» Goal
Express every line of the entries below as a JSON list of strings, one string per line, with blank lines omitted and the pictures left out.

» Data lines
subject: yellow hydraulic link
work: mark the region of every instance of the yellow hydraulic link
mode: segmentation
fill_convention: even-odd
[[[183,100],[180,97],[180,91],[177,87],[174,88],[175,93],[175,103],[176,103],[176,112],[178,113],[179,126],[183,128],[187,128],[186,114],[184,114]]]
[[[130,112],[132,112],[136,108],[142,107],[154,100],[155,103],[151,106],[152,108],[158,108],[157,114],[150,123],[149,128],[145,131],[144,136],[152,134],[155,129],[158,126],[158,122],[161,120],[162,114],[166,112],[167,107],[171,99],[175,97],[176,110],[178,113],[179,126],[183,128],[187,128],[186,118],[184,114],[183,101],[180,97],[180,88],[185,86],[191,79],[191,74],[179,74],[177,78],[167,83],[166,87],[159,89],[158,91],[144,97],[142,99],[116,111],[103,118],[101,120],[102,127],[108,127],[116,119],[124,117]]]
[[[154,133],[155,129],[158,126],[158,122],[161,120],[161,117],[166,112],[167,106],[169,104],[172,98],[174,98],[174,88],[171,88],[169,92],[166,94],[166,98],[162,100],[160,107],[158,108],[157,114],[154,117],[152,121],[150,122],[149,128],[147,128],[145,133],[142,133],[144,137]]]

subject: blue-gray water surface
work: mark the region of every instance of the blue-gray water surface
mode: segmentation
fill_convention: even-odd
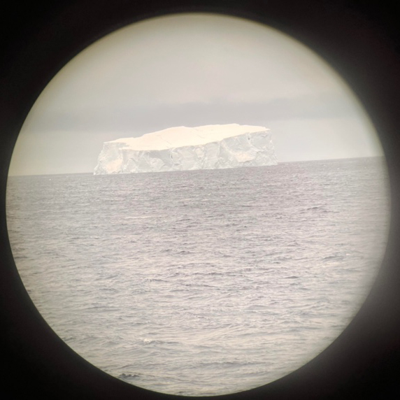
[[[187,396],[273,381],[320,352],[386,245],[383,157],[113,176],[10,177],[10,241],[78,354]]]

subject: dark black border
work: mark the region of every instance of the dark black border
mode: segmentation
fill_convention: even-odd
[[[232,399],[399,399],[400,13],[376,0],[58,0],[0,9],[0,396],[4,399],[176,398],[135,388],[72,352],[49,328],[20,281],[10,250],[5,191],[13,148],[36,99],[69,59],[104,34],[171,12],[223,13],[285,31],[348,80],[380,135],[391,182],[387,252],[352,322],[310,363]],[[373,229],[373,227],[371,227]],[[193,399],[193,398],[192,398]]]

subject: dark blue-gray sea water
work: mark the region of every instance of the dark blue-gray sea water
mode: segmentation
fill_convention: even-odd
[[[113,176],[10,177],[23,283],[78,354],[176,394],[255,387],[355,315],[390,220],[383,157]]]

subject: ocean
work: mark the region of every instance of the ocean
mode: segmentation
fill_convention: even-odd
[[[359,310],[390,222],[385,159],[9,177],[18,271],[76,352],[186,396],[301,366]]]

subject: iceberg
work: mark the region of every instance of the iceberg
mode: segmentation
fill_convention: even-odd
[[[269,129],[229,124],[177,127],[105,142],[94,175],[276,165]]]

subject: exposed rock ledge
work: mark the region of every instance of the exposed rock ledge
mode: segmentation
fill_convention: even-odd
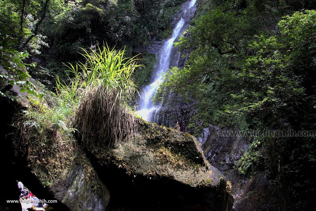
[[[134,142],[114,149],[85,148],[111,193],[108,210],[231,210],[224,176],[206,161],[195,137],[140,122]]]

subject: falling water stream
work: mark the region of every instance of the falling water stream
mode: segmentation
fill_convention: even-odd
[[[162,81],[162,74],[166,72],[172,65],[176,66],[178,64],[180,56],[176,51],[172,50],[173,42],[178,40],[188,27],[191,9],[196,2],[197,0],[191,0],[186,8],[181,8],[181,10],[183,11],[180,10],[179,11],[181,18],[174,28],[172,35],[171,37],[164,41],[160,51],[158,62],[154,66],[155,67],[154,70],[155,76],[150,80],[149,84],[145,86],[142,89],[142,93],[138,103],[138,109],[137,113],[145,120],[153,121],[154,114],[157,113],[160,109],[160,106],[154,104],[152,99],[159,84]],[[172,57],[174,56],[173,54],[178,54],[175,57],[177,58],[176,61],[172,61]]]

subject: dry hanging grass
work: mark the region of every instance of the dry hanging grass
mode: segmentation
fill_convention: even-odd
[[[121,90],[100,83],[86,90],[74,118],[83,144],[109,148],[132,139],[136,119],[121,99]]]

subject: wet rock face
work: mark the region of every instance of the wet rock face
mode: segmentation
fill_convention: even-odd
[[[110,199],[109,191],[104,186],[98,187],[97,194],[86,180],[86,176],[83,166],[78,166],[66,178],[52,187],[54,195],[70,210],[104,210]]]
[[[252,180],[255,180],[256,178],[244,178],[234,167],[247,151],[249,144],[247,140],[242,137],[222,136],[221,132],[225,130],[229,130],[210,124],[203,130],[198,141],[207,160],[231,182],[232,194],[235,199],[234,209],[246,210],[243,209],[245,208],[243,207],[243,198],[250,190],[247,187],[252,183]]]
[[[224,176],[207,163],[194,136],[140,124],[136,141],[114,149],[86,148],[111,193],[107,210],[232,210]]]

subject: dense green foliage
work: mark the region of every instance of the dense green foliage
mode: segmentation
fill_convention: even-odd
[[[156,98],[171,91],[198,101],[190,125],[198,135],[209,123],[244,130],[314,130],[316,11],[295,11],[315,6],[204,2],[176,45],[190,51],[186,66],[165,75]],[[242,172],[265,171],[295,201],[315,197],[316,183],[308,175],[316,169],[315,137],[251,139],[239,165]]]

» Complete answer
[
  "subject: yellow hydraulic link",
  "work: mark the region of every instance of the yellow hydraulic link",
  "mode: segmentation",
  "fill_convention: even-odd",
  "[[[183,100],[180,97],[180,91],[177,87],[174,88],[175,93],[175,103],[176,103],[176,112],[178,113],[179,126],[183,128],[187,128],[186,114],[184,114]]]",
  "[[[130,112],[132,112],[136,108],[142,107],[154,100],[155,103],[151,106],[152,108],[158,108],[157,114],[150,123],[149,128],[145,131],[144,136],[152,134],[155,129],[158,126],[158,122],[161,120],[162,114],[166,112],[167,107],[171,99],[175,97],[176,110],[178,113],[179,126],[183,128],[187,128],[186,118],[184,114],[183,101],[180,97],[180,88],[185,86],[191,79],[191,74],[179,74],[177,78],[167,83],[166,87],[159,89],[158,91],[144,97],[142,99],[116,111],[103,118],[101,120],[102,127],[108,127],[116,119],[124,117]]]",
  "[[[154,133],[155,129],[158,126],[158,122],[161,120],[161,117],[166,112],[167,106],[169,104],[172,98],[174,98],[174,88],[171,88],[169,92],[166,94],[166,98],[162,100],[160,107],[158,108],[157,114],[154,117],[152,121],[150,122],[149,128],[147,128],[145,133],[142,133],[144,137]]]",
  "subject: blue-gray water surface",
  "work: mark the region of every instance of the blue-gray water surface",
  "mode: segmentation",
  "fill_convention: even-odd",
  "[[[187,396],[273,381],[320,352],[386,245],[383,157],[113,176],[10,177],[10,241],[78,354]]]",
  "subject: dark black border",
  "work: mark the region of every instance of the dark black border",
  "mode: segmentation",
  "fill_convention: even-odd",
  "[[[232,399],[399,399],[400,13],[376,0],[58,0],[0,9],[0,396],[4,399],[176,398],[135,388],[72,352],[49,328],[20,281],[10,250],[5,191],[13,148],[36,99],[69,59],[104,34],[171,12],[223,13],[285,31],[348,80],[380,135],[391,182],[387,252],[352,322],[310,363]],[[373,229],[373,227],[371,227]],[[193,399],[193,398],[192,398]]]",
  "subject: dark blue-gray sea water",
  "work: mark the region of every instance of the dark blue-gray sea water",
  "mode: segmentation",
  "fill_convention: even-odd",
  "[[[113,176],[10,177],[23,283],[78,354],[176,394],[255,387],[355,315],[390,220],[383,157]]]",
  "subject: ocean",
  "work: mark the region of every instance of the ocean",
  "mode: segmentation",
  "fill_convention: even-odd",
  "[[[359,310],[390,222],[385,159],[9,177],[18,271],[76,352],[186,396],[301,366]]]",
  "subject: iceberg",
  "work: mark the region of every instance of the iceberg",
  "mode: segmentation",
  "fill_convention: even-odd",
  "[[[269,129],[229,124],[177,127],[105,142],[94,175],[276,165]]]",
  "subject: exposed rock ledge",
  "work: mark the region of every instance of the exposed rock ledge",
  "mode: segmentation",
  "fill_convention: even-odd",
  "[[[134,142],[114,149],[85,148],[111,193],[108,210],[231,210],[224,176],[206,161],[195,137],[140,122]]]",
  "subject: falling water stream",
  "work: mark the region of every instance of the falling water stream",
  "mode: segmentation",
  "fill_convention: even-odd",
  "[[[162,81],[162,74],[166,72],[172,65],[176,66],[178,64],[180,56],[176,51],[172,50],[173,42],[178,40],[188,27],[191,9],[196,2],[197,0],[191,0],[186,8],[181,8],[181,10],[183,11],[180,10],[179,11],[181,18],[174,28],[172,35],[171,37],[164,41],[160,51],[158,62],[154,66],[155,67],[154,70],[155,76],[150,80],[149,84],[145,86],[142,89],[142,93],[138,103],[138,109],[137,113],[145,120],[153,121],[154,114],[157,113],[160,109],[160,106],[154,104],[152,99],[159,84]],[[172,57],[174,56],[173,54],[178,54],[175,57],[177,58],[176,61],[172,61]]]",
  "subject: dry hanging grass",
  "work: mark the region of every instance of the dry hanging grass",
  "mode: segmentation",
  "fill_convention: even-odd",
  "[[[121,90],[100,83],[86,90],[74,118],[83,144],[109,148],[132,139],[136,119],[121,99]]]",
  "subject: wet rock face",
  "work: mark the region of every instance of the wet rock face",
  "mode: segmentation",
  "fill_convention: even-odd",
  "[[[110,199],[109,191],[104,186],[98,187],[97,194],[86,180],[86,176],[83,166],[78,166],[66,178],[52,187],[54,195],[70,210],[104,210]]]",
  "[[[252,180],[255,180],[256,178],[244,178],[234,167],[247,151],[249,144],[247,140],[242,137],[222,136],[221,132],[225,130],[229,130],[210,124],[203,130],[198,141],[207,160],[231,182],[232,194],[235,199],[234,209],[246,210],[243,209],[245,208],[243,207],[243,198],[250,190],[247,187],[252,183]]]",
  "[[[224,176],[207,163],[194,136],[140,124],[136,141],[114,149],[86,148],[111,193],[107,210],[232,210]]]",
  "subject: dense green foliage",
  "work: mark the region of every instance of the dense green foliage",
  "mode: segmentation",
  "fill_convention: even-odd",
  "[[[156,98],[171,91],[198,101],[190,125],[198,135],[209,123],[244,130],[314,130],[316,11],[295,11],[315,6],[204,2],[176,45],[190,51],[186,66],[165,75]],[[242,172],[265,171],[295,201],[315,197],[316,183],[308,175],[316,169],[315,137],[251,139],[239,165]]]"
]